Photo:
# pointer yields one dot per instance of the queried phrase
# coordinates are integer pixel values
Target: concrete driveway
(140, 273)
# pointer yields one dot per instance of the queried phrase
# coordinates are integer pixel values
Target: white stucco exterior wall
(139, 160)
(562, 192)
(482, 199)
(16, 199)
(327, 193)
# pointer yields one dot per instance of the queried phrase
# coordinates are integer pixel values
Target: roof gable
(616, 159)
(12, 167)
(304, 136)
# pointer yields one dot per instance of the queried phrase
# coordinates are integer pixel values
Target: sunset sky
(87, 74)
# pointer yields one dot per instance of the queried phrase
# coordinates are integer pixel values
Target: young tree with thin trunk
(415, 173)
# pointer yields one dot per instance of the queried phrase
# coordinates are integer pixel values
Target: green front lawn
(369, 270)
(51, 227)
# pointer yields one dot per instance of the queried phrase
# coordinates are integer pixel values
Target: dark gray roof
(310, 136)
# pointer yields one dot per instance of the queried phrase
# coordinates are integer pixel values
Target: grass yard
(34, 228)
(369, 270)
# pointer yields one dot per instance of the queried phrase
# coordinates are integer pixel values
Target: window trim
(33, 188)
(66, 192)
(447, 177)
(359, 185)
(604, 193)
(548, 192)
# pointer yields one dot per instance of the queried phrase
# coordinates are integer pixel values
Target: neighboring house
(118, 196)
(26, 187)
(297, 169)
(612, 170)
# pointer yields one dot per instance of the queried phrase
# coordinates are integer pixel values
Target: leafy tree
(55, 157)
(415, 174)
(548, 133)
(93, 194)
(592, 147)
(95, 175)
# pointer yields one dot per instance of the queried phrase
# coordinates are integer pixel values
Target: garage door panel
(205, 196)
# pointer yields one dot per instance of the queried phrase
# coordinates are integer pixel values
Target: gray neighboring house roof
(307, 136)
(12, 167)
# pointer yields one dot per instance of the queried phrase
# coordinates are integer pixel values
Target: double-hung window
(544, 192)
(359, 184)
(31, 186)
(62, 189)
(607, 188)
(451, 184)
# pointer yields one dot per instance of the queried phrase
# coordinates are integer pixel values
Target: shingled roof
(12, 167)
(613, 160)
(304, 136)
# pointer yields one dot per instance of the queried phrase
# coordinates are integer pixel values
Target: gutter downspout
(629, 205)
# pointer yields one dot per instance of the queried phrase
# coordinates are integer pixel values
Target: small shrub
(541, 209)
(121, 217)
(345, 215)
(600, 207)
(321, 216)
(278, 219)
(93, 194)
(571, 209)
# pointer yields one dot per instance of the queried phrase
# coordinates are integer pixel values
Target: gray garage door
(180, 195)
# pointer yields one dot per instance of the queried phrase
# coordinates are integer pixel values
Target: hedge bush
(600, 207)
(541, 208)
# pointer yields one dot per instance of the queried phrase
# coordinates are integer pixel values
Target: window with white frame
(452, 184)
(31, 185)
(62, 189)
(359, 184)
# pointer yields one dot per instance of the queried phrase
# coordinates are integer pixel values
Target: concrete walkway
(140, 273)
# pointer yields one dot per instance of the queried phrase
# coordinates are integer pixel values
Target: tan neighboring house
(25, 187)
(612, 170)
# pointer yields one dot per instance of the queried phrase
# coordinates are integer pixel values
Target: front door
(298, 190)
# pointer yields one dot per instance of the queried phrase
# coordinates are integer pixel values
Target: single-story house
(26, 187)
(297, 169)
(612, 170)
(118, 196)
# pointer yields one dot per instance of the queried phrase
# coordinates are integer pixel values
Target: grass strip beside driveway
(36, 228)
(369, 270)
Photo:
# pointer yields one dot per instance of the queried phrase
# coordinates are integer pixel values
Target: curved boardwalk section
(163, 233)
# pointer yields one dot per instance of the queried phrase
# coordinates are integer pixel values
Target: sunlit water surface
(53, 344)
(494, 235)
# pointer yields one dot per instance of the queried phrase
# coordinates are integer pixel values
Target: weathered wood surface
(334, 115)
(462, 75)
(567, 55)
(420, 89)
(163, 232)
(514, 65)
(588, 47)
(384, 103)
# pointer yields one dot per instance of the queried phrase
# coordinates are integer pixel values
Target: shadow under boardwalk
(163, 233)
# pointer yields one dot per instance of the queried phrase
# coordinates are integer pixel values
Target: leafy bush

────────────────────

● Work order: Give the entries again in full, exactly as they are written.

● Task result:
Photo:
# pointer yields one dot per instance of the queried phrase
# coordinates are integer pixel values
Target: concrete driveway
(140, 273)
# pointer yields one dot per instance of the queried phrase
# coordinates are integer pixel values
Target: white stucco exterior wall
(139, 160)
(562, 192)
(482, 199)
(16, 199)
(327, 193)
# pointer yields one dot per instance of the queried phrase
# coordinates are integer pixel values
Target: roof gable
(616, 159)
(12, 167)
(304, 136)
# pointer yields one dot per instance of the queried phrase
# coordinates are integer pixel values
Target: sunset sky
(87, 74)
# pointer yields one dot per instance of the queried phrase
# coordinates are integer pixel values
Target: young tree with thin trunk
(415, 173)
# pointer yields one dot per instance of the queried phrase
# coordinates are integer pixel values
Target: green front lawn
(369, 270)
(51, 227)
# pointer yields one dot per instance of the queried phrase
# coordinates are integer pixel values
Target: dark gray roof
(310, 136)
# pointer yields one dot per instance of the queried phrase
# coordinates are integer pixel values
Target: grass yard
(34, 228)
(369, 270)
# pointer yields one dot per instance of the queried phrase
# coordinates are integer pixel values
Target: window trim
(33, 188)
(66, 192)
(447, 177)
(359, 185)
(604, 193)
(548, 192)
# pointer yields one dot per instance of the queried phrase
# coordinates are integer pixel values
Target: neighboring house
(118, 196)
(26, 187)
(297, 169)
(612, 170)
# pointer yields one dot per instance of the queried phrase
# coordinates are integer pixel values
Target: leafy tree
(55, 157)
(415, 174)
(548, 133)
(93, 194)
(592, 147)
(95, 175)
# pointer yields one dot per instance of the queried phrase
# coordinates are integer pixel values
Target: garage door panel
(205, 196)
# pointer yields one dot per instance of the queried phrase
# coordinates are integer pixel values
Target: gray neighboring house roof
(307, 136)
(12, 167)
# pointer yields one dot per instance of the queried phrase
# coordinates are integer pixel values
Target: double-hung window
(544, 192)
(359, 184)
(31, 186)
(62, 189)
(607, 188)
(451, 184)
# pointer yields one dot per instance of the queried phrase
# coordinates are integer pixel values
Target: shingled roof
(12, 167)
(613, 160)
(304, 136)
# pointer yields one dot per instance of the queried phrase
# coordinates are integer pixel values
Target: gutter downspout
(629, 205)
# pointer yields one dot per instance of the queried phrase
# coordinates are integer pixel values
Target: small shrub
(541, 209)
(121, 217)
(345, 215)
(600, 207)
(321, 216)
(278, 219)
(93, 194)
(571, 209)
# pointer yields one dot per instance of the queried phrase
# coordinates are integer pixel values
Target: gray garage door
(180, 195)
# pointer yields one dot per instance of the queried phrase
# coordinates are integer pixel values
Target: hedge bush
(600, 207)
(541, 208)
# pointer yields one dot per instance of the queried phrase
# coordinates are integer pixel values
Target: window with white frame
(452, 184)
(31, 185)
(62, 189)
(359, 184)
# pointer yields one dot per instance of the queried phrase
# coordinates are integer pixel values
Target: concrete walkway
(140, 273)
# pointer yields one dot per instance of the queried phrase
# coordinates are integer pixel values
Target: tan neighboring house
(25, 187)
(612, 170)
# pointer yields one dot per instance of the queried phrase
# coordinates are integer pixel values
Target: front door
(298, 190)
# pointer yields one dot per instance of the queried phrase
# coordinates are integer pixel values
Target: single-story house
(26, 187)
(297, 169)
(612, 170)
(118, 196)
# pointer yields one dot per instance of the queried phrase
# coordinates are integer pixel values
Target: grass strip beside driveway
(36, 228)
(369, 270)
Photo:
# pointer yields one dot per instance of the queried phrase
# coordinates are integer pixel values
Target: curved boardwalk section
(163, 233)
# pointer yields one dot per instance of the queried phrase
# coordinates are integer pixel values
Target: sunlit water surface
(53, 344)
(494, 235)
# pointer yields one dot per instance of the queried phrase
# coordinates are integer pixel values
Target: weathered wood surface
(334, 115)
(462, 75)
(567, 55)
(420, 89)
(163, 232)
(514, 65)
(588, 47)
(384, 103)
# pointer yields one dot per instance of the queried phrase
# coordinates are integer pixel values
Target: shadow under boardwalk
(163, 233)
# pointer yields one dot per instance of the queried phrase
# coordinates are integer pixel values
Target: leafy bush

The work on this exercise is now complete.